EXTRAIT DU TEXTE
—————

Arrêt du 25 février 2004
Chambre des poursuites et des faillites

Mmes et M. les Juges Escher, Présidente, Meyer et Hohl.
Greffier: M. Fellay.

Y. ________,
recourant, représenté par Me Rémy Wyler, avocat,

contre

Cour des poursuites et faillites du Tribunal cantonal vaudois, en qualité
d'autorité supérieure de surveillance, route du Signal 8, 1014 Lausanne.

révocation d'une radiation de poursuite,

recours LP contre l'arrêt de la Cour des poursuites et faillites du Tribunal
cantonal vaudois, en qualité d'autorité supérieure de surveillance, du 27
novembre 2003.

Faits:

A.
Le 15 juillet 1993, à la requête de X.________, l'Office des poursuites de
Nyon a notifié à Y.________ un commandement de payer n° xxxxxx portant sur la
somme de 400'000 fr. avec intérêt à 5 % dès le 12 juin 1989 et indiquant
comme titre de créance: "Contrat de vente d'immeuble du 9 juin 1988, contrat
d'entreprise générale du 9 juin 1988, convention du 12 juin 1989, dommages et
intérêts pour défauts de construction". Le débiteur a formé opposition totale
à cette poursuite.

Par demande du 16 mai 1994, le poursuivant a ouvert action auprès de la Cour
civile du Tribunal cantonal vaudois en concluant à ce que le poursuivi soit
reconnu débiteur, solidairement avec un tiers, de la somme de 400'000 fr.
avec intérêt à 5 % dès le 12 juin 1989. Cette action était fondée sur un
contrat de vente et un contrat d'entreprise, et le montant précité
représentait des dommages et intérêts pour la remise en état de défauts
prétendument imputables au défendeur. Dans sa procédure, le demandeur
alléguait en particulier la notification au défendeur du commandement de
payer précité.

B.
B.aLe 10 février 2003, le débiteur s'est rendu à l'office pour demander un
extrait des poursuites le concernant. Le registre mentionnait deux
poursuites, dont celle ici en cause. Une employée de l'office lui a proposé
de retirer son opposition, en lui expliquant qu'il s'agissait d'une démarche
nécessaire pour constater la péremption de la poursuite et en obtenir la
radiation. Le débiteur a signé aussitôt une déclaration de retrait
d'opposition ainsi libellée: "Veuillez prendre note que je retire
l'opposition formulée au commandement de payer ci-dessus, ceci afin de
constater la prescription de cette poursuite cf. art. 88 al. 2 LP". Sur quoi,
l'office a émis une déclaration attestant que le débiteur ne faisait pas
l'objet de poursuites en cours et n'était pas sous le coup d'actes de défaut
de biens après saisie.

—————

OBJECTIF 1
D'après l'arrêt du 25 février 2004, quelle somme le commandement de payer notifié le 15 juillet 1993 réclamait-il au débiteur?
OBJECTIF 2
Poursuivez l'arrêt du 25 février 2004 à partir de sa dernière phrase.
Les lignes de données proviennent d'une autre source que l'arrêt du 25 février 2004.

—————

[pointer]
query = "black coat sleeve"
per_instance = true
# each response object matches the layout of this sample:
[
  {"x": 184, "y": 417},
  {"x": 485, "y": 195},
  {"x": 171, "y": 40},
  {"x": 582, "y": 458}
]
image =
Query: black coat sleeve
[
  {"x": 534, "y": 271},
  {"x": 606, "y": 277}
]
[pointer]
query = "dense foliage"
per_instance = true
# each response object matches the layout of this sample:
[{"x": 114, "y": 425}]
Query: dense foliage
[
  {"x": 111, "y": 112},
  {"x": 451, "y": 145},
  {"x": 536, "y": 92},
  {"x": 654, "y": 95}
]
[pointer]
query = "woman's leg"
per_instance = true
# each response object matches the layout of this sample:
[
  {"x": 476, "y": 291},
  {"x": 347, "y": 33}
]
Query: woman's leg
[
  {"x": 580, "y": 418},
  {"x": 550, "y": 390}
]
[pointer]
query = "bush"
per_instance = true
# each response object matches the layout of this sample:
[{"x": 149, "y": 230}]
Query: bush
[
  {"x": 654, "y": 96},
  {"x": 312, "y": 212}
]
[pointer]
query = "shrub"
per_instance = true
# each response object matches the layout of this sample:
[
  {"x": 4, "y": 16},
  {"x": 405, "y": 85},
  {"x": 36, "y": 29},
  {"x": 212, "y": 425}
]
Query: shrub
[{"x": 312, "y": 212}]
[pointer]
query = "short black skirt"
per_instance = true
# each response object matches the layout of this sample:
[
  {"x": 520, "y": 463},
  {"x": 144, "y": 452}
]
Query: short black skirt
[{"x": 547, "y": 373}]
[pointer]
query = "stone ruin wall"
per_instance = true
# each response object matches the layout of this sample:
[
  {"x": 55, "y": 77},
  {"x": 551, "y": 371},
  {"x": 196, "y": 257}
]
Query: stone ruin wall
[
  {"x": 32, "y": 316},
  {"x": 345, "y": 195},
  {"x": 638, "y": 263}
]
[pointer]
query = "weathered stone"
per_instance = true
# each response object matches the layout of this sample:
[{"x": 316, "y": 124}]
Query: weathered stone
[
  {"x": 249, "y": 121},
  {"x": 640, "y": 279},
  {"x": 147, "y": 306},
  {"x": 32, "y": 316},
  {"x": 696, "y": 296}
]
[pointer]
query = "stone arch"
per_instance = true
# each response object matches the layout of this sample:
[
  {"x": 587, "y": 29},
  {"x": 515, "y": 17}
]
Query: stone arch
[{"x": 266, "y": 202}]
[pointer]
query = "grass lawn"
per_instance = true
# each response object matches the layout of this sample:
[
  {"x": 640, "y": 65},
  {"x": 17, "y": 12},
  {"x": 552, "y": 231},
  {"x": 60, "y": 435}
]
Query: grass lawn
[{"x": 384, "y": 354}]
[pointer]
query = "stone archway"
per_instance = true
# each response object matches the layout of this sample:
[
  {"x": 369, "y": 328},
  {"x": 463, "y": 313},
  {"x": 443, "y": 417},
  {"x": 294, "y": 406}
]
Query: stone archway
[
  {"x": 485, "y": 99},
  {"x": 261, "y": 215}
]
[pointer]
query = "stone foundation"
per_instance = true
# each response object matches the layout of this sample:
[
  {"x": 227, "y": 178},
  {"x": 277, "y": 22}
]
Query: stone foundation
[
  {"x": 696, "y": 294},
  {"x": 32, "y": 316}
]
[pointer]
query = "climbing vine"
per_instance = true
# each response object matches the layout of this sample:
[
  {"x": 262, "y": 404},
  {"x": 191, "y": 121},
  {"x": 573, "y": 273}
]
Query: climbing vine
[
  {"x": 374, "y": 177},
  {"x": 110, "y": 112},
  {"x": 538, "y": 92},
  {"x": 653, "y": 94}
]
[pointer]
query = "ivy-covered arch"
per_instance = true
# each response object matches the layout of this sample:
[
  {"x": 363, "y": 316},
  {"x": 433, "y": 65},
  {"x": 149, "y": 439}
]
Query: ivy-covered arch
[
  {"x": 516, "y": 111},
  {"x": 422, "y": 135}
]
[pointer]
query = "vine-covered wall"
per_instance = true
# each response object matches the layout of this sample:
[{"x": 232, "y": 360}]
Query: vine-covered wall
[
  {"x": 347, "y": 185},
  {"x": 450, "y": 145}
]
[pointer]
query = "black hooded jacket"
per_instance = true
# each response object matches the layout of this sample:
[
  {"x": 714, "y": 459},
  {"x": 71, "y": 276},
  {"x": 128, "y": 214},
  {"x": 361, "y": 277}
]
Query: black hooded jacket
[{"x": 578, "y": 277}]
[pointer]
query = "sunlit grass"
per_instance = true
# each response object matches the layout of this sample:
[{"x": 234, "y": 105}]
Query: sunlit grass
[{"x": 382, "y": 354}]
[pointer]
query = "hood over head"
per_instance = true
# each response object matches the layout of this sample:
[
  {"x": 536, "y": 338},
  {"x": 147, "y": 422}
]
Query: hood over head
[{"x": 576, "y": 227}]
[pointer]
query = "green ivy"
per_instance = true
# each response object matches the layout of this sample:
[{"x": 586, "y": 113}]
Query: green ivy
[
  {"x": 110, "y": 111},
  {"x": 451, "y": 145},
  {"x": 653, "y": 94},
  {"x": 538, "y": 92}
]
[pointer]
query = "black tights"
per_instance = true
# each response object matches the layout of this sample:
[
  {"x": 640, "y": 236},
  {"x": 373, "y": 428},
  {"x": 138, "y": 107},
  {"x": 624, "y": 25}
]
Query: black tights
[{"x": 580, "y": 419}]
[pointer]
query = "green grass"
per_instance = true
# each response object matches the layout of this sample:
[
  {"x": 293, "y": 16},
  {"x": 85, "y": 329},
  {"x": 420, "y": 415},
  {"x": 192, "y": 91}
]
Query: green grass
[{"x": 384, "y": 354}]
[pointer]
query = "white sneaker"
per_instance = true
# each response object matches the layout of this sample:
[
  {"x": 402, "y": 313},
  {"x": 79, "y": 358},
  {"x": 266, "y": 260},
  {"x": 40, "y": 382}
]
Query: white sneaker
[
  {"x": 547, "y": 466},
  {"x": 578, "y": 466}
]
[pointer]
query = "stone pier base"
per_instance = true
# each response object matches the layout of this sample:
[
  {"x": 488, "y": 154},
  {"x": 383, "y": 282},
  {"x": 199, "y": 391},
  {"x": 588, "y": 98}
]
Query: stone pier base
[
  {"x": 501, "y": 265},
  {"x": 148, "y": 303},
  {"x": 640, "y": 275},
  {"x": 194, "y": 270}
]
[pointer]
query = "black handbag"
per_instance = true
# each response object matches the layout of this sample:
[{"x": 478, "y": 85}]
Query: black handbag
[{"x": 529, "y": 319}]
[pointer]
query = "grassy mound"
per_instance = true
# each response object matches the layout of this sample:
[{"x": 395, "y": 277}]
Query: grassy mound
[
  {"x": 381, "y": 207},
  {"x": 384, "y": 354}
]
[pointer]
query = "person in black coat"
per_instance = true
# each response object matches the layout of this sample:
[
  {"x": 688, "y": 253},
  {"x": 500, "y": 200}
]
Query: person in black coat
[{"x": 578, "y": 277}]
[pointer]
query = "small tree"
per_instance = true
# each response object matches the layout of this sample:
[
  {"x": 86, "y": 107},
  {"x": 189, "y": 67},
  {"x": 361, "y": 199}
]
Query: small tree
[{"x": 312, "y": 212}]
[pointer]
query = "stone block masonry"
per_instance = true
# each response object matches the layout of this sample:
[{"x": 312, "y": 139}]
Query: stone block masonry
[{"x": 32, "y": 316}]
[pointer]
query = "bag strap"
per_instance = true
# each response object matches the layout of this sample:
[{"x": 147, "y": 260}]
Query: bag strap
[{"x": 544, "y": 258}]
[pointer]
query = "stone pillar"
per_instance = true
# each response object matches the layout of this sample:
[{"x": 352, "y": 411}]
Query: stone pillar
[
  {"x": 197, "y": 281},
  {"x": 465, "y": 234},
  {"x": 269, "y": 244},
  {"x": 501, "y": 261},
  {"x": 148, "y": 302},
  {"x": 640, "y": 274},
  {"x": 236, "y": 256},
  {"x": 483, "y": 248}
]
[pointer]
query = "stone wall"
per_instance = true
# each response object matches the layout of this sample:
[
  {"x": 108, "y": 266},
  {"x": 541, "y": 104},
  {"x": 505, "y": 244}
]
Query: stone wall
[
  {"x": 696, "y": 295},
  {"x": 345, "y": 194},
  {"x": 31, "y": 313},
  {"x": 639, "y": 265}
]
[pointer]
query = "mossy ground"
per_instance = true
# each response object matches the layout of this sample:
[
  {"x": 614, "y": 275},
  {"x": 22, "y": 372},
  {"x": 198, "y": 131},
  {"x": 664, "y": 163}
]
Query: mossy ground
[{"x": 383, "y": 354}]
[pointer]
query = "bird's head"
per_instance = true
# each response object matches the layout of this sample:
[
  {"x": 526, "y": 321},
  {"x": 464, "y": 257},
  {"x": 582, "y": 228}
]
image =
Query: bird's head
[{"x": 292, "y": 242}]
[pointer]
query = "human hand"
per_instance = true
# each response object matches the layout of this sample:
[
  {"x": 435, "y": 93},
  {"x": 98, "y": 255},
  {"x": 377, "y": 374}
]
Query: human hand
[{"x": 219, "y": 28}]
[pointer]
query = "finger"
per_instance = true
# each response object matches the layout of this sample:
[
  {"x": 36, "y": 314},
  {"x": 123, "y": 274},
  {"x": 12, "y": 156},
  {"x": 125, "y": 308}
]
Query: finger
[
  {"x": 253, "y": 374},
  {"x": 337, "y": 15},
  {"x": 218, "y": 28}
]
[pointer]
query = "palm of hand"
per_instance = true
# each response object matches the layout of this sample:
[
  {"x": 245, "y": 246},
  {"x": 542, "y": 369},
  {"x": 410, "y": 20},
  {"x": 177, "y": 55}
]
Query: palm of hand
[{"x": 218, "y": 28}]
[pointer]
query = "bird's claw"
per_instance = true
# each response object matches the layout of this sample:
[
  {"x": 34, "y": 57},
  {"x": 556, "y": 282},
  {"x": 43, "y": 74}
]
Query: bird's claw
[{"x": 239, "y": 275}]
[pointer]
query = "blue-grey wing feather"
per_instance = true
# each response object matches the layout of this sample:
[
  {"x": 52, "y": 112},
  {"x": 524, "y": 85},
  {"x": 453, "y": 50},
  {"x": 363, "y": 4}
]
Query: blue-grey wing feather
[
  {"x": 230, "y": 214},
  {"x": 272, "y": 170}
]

—————

RÉSULTAT ATTENDU 1
La somme de 400'000 fr. avec intérêt à 5 % dès le 12 juin 1989.

RÉSULTAT ATTENDU 2
Le même jour, l'office a informé le poursuivant du retrait de l'opposition en
précisant que "dès lors, cette poursuite est périmée conformément à l'art. 88
al. 2 LP et par conséquent radiée de nos registres, étant donné qu'aucune
action n'a été entreprise pour lever cette opposition et continuer cette
poursuite dans le délai légal". Le poursuivant a porté plainte contre cette
décision de constatation de péremption et de radiation de la poursuite.
Simultanément, il a adressé à l'office une réquisition de continuer la
poursuite en se fondant sur la déclaration de retrait de l'opposition.

Par lettre du 13 mars 2003, le débiteur a déclaré invalider sa déclaration de
retrait d'opposition. Il a également porté plainte contre la décision de
l'office en concluant à son annulation et à la prise en considération de sa
déclaration d'invalidation du retrait de l'opposition.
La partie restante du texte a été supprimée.